The request ▸
Extract every line of the listing below that contains the string "evergreen", matching case exactly.

▬▬▬▬▬▬▬▬▬▬

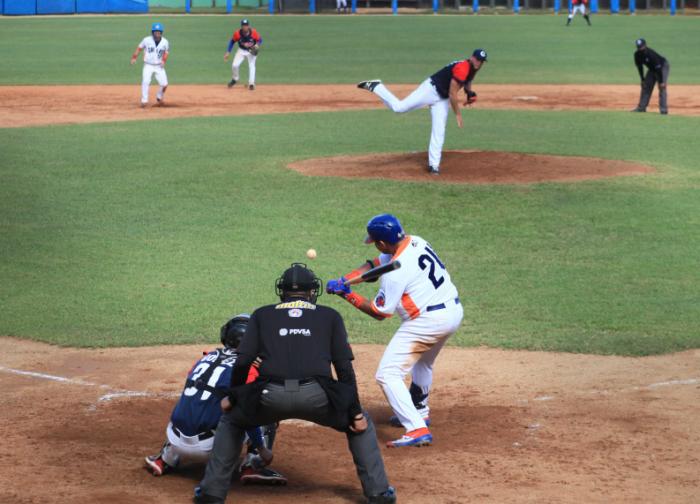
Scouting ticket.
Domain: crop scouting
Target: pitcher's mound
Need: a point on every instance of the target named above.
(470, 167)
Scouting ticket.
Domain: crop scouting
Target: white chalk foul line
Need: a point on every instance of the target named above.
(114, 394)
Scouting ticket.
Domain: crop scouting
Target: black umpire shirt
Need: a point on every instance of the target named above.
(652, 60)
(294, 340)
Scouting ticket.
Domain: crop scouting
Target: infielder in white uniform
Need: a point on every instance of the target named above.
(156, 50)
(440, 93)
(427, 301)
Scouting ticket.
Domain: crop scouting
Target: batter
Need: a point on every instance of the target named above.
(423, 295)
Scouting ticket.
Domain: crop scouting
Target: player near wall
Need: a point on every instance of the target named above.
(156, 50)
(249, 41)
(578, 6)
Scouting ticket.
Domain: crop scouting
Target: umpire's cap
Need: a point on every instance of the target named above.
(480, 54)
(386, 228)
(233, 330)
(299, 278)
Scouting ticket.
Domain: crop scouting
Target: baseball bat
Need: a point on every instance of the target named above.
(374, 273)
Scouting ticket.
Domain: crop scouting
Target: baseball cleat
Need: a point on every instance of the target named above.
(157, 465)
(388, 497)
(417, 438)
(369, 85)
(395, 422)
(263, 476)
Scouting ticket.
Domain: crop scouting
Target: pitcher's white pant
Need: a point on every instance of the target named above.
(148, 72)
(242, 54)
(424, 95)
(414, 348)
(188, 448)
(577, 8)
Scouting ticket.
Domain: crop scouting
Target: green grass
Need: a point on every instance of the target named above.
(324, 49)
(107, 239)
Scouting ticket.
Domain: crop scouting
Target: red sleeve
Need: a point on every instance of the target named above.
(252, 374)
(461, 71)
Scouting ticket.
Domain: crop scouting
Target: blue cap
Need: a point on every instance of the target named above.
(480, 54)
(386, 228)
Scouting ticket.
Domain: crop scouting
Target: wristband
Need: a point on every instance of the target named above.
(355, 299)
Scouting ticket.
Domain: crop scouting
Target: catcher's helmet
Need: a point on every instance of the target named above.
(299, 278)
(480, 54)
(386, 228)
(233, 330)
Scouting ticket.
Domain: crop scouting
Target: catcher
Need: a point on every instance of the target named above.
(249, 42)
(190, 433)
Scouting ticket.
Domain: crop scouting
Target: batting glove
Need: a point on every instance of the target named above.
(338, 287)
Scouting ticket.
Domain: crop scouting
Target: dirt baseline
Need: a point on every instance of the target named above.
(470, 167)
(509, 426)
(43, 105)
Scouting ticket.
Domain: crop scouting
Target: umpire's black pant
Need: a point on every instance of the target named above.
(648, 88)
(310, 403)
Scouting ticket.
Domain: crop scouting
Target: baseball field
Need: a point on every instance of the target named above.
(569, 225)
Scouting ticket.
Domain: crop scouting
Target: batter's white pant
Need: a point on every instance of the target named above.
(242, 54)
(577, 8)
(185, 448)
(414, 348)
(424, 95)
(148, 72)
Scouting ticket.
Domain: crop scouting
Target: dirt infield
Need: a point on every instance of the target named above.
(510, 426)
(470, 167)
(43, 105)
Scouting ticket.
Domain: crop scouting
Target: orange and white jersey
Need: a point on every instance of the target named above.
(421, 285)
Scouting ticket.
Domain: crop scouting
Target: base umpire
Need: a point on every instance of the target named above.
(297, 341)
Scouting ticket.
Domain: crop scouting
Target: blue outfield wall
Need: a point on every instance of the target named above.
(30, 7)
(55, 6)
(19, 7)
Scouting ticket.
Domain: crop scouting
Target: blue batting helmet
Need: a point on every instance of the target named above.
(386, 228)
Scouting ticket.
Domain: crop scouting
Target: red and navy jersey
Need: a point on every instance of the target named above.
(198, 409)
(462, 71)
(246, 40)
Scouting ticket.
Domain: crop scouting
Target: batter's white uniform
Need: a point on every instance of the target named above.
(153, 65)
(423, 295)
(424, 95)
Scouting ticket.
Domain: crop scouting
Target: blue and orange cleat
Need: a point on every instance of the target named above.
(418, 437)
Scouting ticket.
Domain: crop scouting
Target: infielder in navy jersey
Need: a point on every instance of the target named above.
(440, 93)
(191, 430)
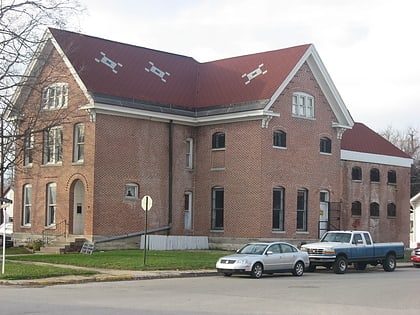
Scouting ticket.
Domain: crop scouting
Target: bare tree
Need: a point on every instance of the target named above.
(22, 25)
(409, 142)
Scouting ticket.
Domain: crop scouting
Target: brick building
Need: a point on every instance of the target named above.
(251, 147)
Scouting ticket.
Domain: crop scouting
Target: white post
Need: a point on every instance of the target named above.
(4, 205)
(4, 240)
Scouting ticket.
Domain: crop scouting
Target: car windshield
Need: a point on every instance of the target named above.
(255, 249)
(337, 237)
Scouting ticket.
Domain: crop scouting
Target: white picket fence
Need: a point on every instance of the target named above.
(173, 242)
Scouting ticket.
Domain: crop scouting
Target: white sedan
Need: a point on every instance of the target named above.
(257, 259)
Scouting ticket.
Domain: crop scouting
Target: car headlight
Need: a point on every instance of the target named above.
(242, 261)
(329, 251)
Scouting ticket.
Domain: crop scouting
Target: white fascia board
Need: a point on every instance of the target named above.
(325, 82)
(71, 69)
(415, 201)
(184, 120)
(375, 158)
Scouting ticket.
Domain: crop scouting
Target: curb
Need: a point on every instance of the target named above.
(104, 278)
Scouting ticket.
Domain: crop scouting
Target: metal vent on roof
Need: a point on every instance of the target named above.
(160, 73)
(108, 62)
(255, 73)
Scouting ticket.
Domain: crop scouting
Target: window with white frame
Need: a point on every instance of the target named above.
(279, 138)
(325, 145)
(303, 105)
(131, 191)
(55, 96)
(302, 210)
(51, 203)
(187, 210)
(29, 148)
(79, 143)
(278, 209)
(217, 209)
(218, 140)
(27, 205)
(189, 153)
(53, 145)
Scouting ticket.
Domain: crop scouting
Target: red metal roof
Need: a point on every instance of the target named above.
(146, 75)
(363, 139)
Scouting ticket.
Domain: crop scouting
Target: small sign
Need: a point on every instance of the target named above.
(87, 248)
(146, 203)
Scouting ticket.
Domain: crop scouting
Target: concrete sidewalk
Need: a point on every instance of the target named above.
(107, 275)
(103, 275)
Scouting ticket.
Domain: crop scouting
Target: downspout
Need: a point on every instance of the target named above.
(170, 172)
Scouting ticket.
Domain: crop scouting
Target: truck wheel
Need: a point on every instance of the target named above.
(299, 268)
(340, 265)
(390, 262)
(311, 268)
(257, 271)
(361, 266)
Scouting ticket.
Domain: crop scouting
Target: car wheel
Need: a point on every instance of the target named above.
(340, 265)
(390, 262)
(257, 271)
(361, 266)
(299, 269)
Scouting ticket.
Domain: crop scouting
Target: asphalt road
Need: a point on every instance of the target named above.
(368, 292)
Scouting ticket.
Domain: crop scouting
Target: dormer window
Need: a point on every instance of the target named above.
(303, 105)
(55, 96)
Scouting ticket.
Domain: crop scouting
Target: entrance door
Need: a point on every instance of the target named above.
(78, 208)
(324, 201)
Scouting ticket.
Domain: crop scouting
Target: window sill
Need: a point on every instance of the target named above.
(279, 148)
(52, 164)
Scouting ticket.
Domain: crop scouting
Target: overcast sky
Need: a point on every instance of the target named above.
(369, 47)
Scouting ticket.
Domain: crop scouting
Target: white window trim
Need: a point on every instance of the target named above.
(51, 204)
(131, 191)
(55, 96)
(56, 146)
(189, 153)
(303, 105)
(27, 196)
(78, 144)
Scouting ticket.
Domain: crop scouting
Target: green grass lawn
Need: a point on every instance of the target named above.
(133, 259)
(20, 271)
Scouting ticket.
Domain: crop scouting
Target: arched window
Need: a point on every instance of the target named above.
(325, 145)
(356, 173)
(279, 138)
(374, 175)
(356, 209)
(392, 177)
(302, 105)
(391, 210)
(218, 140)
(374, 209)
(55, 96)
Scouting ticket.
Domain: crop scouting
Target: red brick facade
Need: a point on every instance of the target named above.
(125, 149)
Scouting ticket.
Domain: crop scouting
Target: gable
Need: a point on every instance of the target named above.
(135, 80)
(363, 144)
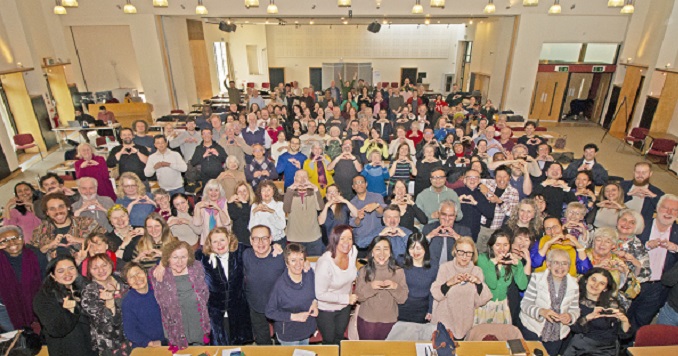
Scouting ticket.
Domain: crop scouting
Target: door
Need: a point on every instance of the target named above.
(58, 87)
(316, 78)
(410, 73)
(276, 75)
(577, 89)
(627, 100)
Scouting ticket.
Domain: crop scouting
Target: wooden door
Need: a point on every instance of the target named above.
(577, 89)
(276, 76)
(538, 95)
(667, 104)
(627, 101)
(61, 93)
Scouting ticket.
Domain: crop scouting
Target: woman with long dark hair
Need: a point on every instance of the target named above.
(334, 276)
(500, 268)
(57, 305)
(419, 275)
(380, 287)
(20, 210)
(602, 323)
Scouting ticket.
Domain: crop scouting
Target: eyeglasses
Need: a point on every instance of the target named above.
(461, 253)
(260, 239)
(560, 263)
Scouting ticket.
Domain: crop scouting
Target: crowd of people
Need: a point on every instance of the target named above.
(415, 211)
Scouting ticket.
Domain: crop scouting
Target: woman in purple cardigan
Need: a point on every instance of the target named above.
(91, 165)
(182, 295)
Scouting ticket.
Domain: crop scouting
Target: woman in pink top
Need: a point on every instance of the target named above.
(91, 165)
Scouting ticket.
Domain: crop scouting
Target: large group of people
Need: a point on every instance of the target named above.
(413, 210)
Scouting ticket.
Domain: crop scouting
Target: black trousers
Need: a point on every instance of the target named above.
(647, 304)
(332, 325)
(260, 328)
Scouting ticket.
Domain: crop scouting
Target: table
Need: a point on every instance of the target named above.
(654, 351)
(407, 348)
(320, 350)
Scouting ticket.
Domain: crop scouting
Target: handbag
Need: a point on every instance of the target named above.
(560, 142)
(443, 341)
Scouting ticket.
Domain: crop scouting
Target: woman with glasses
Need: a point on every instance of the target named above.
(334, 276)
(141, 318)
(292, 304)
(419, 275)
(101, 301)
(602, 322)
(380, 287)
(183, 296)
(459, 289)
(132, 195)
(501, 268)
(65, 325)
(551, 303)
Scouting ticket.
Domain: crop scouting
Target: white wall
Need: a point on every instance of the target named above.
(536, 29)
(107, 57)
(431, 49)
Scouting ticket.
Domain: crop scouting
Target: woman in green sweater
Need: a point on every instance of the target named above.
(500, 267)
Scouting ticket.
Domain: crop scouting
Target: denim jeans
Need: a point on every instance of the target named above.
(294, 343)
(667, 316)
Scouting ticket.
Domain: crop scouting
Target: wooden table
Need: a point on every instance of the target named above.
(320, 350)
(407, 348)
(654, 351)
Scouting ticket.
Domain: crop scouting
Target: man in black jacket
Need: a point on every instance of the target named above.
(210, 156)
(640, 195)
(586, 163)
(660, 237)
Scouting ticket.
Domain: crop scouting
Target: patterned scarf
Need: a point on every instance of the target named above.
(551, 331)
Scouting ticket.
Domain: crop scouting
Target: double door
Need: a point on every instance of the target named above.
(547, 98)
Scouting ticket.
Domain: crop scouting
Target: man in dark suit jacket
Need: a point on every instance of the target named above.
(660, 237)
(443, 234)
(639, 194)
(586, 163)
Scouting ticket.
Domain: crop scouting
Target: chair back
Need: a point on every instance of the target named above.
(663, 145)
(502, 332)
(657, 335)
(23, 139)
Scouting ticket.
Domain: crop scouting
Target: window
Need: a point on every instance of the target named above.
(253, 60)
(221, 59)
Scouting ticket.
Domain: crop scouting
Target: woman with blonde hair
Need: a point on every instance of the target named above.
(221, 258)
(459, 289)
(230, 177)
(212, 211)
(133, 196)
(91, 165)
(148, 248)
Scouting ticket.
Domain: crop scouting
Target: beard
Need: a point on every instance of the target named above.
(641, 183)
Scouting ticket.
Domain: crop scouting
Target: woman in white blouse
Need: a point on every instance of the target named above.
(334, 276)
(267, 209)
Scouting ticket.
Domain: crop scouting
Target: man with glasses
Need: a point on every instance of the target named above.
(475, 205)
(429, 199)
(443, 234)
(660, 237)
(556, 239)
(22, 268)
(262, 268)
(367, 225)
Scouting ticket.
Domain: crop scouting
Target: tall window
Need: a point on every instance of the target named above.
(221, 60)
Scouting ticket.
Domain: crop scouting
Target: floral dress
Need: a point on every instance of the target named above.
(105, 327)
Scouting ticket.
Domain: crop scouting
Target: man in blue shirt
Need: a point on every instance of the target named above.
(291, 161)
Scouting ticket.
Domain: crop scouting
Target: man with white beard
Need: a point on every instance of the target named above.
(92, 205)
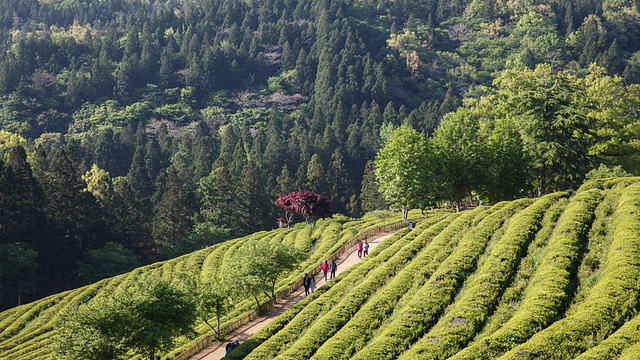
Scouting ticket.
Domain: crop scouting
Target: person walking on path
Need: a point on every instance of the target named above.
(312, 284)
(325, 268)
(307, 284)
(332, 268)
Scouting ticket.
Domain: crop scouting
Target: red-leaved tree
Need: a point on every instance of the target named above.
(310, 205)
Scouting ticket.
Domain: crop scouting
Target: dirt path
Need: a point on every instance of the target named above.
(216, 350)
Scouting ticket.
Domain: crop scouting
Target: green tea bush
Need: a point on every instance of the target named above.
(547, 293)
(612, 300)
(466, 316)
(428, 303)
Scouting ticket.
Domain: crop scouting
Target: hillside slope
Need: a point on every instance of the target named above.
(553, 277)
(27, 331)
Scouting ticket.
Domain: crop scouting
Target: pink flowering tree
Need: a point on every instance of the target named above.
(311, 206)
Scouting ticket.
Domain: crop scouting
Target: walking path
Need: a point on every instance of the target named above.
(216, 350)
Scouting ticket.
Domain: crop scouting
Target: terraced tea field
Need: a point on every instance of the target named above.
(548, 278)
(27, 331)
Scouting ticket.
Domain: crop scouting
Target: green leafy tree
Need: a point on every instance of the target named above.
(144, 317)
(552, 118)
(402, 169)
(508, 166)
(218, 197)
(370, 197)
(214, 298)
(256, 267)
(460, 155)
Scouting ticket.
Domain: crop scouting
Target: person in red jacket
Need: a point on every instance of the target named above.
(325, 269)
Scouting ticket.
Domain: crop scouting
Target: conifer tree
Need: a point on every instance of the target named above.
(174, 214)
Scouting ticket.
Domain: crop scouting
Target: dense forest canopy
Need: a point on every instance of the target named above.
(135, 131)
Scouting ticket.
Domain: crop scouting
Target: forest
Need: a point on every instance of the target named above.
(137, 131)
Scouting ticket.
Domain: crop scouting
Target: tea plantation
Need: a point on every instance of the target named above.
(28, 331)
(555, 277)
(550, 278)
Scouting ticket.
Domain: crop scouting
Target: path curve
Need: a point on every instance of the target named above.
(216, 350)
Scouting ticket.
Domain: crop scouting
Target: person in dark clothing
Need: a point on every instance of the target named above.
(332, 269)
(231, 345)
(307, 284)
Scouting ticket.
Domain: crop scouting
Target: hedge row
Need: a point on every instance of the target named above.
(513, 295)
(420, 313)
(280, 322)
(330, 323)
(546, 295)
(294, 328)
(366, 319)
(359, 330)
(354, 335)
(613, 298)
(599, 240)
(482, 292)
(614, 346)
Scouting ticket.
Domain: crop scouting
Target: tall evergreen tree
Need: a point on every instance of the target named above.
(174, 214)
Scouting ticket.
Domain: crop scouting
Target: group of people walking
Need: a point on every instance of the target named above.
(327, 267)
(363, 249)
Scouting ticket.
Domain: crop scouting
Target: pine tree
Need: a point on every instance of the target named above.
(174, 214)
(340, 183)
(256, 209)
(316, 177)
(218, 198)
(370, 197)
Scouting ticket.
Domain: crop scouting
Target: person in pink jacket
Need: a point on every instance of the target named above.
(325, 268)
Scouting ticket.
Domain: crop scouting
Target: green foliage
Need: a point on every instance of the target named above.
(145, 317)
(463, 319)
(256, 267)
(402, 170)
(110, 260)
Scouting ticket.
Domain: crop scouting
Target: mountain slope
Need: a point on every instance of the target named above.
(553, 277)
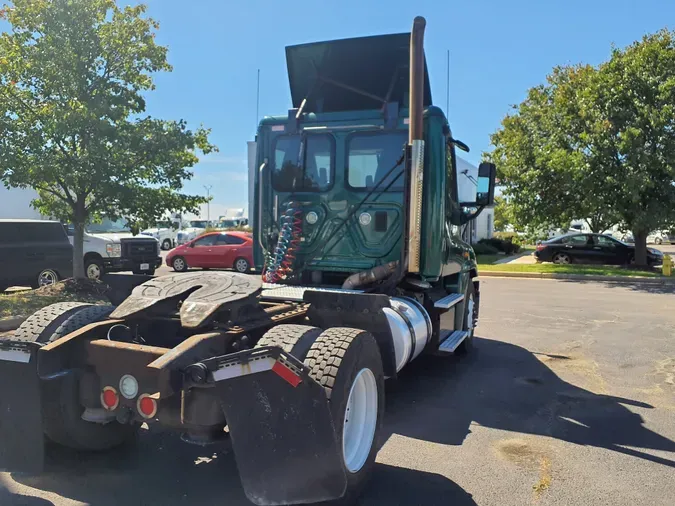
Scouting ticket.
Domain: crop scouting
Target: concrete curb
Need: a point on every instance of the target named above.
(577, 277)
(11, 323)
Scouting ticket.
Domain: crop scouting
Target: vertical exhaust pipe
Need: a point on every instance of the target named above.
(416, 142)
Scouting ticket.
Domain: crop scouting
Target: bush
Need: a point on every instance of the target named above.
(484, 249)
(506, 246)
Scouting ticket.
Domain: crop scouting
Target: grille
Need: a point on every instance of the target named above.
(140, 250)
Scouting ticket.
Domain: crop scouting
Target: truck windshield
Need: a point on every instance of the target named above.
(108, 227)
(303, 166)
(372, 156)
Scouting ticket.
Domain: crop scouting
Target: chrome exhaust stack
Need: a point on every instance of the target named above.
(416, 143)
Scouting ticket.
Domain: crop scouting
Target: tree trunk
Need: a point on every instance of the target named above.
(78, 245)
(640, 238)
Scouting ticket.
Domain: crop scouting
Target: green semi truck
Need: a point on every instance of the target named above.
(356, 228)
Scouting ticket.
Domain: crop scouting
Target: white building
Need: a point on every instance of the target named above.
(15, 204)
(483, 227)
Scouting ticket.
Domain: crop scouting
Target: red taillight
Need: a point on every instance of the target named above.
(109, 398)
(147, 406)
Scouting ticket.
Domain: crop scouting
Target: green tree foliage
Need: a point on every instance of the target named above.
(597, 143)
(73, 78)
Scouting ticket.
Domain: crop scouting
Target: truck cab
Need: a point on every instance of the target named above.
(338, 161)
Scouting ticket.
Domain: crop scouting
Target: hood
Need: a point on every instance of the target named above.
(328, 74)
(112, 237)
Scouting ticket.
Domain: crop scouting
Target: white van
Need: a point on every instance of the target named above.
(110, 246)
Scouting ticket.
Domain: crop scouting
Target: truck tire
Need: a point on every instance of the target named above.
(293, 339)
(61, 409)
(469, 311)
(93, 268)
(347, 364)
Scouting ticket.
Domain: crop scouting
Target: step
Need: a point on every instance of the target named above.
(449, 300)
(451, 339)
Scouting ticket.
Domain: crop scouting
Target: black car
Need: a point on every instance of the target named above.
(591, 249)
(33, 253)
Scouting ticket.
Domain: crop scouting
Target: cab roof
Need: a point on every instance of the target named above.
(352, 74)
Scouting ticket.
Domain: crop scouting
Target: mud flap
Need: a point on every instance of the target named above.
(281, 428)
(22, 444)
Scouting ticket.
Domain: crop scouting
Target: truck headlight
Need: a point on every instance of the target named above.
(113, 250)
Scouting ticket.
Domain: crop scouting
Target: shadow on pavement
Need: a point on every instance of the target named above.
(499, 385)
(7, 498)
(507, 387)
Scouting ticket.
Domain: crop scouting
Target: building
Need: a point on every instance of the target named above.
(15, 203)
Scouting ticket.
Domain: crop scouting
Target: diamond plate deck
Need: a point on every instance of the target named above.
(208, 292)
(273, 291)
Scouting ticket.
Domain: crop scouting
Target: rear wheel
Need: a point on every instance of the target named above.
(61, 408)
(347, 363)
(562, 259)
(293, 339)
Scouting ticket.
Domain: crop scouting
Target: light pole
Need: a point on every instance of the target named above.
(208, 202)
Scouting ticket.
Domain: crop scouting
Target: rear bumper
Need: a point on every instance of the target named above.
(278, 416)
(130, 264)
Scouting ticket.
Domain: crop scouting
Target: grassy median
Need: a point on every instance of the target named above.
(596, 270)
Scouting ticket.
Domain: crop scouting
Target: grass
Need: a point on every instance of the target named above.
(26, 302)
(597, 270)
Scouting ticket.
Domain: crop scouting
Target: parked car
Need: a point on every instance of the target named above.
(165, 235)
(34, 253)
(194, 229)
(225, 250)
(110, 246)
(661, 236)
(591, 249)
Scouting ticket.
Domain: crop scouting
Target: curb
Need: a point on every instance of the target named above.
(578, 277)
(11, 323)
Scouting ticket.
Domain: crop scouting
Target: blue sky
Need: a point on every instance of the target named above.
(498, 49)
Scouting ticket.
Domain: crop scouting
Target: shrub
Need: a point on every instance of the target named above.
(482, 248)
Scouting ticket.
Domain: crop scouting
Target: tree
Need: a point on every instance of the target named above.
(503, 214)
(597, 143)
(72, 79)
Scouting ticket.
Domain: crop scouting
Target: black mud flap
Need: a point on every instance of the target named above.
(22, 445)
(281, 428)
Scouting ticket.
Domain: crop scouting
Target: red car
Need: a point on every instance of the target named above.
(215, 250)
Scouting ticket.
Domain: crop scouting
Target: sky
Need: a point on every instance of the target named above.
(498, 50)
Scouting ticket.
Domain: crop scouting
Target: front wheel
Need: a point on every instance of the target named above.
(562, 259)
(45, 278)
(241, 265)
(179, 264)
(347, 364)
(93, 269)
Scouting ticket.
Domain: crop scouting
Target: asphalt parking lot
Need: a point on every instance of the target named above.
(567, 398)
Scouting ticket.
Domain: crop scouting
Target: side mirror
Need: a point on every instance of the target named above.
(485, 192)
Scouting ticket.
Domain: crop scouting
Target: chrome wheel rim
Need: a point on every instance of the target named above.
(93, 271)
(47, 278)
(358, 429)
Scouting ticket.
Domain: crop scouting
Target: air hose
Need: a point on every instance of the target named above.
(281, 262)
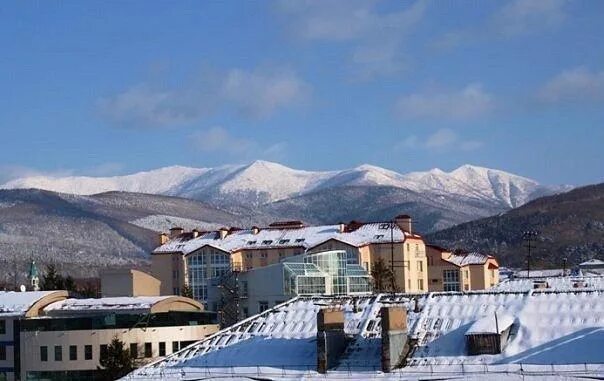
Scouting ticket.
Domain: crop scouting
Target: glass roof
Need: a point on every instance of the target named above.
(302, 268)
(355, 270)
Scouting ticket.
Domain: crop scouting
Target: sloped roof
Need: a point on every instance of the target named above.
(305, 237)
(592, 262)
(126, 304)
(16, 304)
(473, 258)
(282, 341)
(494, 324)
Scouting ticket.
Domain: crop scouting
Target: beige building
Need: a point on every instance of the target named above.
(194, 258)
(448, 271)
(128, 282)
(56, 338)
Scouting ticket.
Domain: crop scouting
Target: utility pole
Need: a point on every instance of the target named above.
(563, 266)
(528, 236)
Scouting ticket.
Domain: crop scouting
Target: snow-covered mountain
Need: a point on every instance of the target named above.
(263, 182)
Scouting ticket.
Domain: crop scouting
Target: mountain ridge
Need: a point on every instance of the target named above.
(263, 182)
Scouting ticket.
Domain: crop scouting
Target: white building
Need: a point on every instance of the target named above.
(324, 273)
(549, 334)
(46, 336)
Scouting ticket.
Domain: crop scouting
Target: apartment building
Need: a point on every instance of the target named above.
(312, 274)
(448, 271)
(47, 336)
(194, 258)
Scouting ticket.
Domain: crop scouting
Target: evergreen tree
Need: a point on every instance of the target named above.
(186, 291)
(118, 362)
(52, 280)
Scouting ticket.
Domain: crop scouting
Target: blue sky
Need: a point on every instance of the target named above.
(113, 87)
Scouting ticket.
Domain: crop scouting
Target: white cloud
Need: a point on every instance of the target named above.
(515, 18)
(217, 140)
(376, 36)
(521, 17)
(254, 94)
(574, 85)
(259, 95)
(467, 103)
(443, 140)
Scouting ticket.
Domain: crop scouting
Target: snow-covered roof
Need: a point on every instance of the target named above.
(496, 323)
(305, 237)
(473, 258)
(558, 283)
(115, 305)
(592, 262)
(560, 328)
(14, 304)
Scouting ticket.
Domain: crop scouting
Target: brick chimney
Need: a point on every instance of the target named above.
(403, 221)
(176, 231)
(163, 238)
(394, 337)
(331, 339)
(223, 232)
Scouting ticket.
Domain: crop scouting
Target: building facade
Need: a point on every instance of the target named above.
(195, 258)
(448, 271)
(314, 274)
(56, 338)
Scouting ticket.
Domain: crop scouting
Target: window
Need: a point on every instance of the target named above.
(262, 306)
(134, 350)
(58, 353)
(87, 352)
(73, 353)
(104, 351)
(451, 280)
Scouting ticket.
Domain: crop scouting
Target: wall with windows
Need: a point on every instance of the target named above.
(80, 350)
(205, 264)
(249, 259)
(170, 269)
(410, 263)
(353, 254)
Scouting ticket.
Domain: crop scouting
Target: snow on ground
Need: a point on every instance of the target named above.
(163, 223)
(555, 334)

▬▬▬▬▬▬▬▬▬▬

Exercise response ▸
Target: tall evergreen tree
Target: evergreen tree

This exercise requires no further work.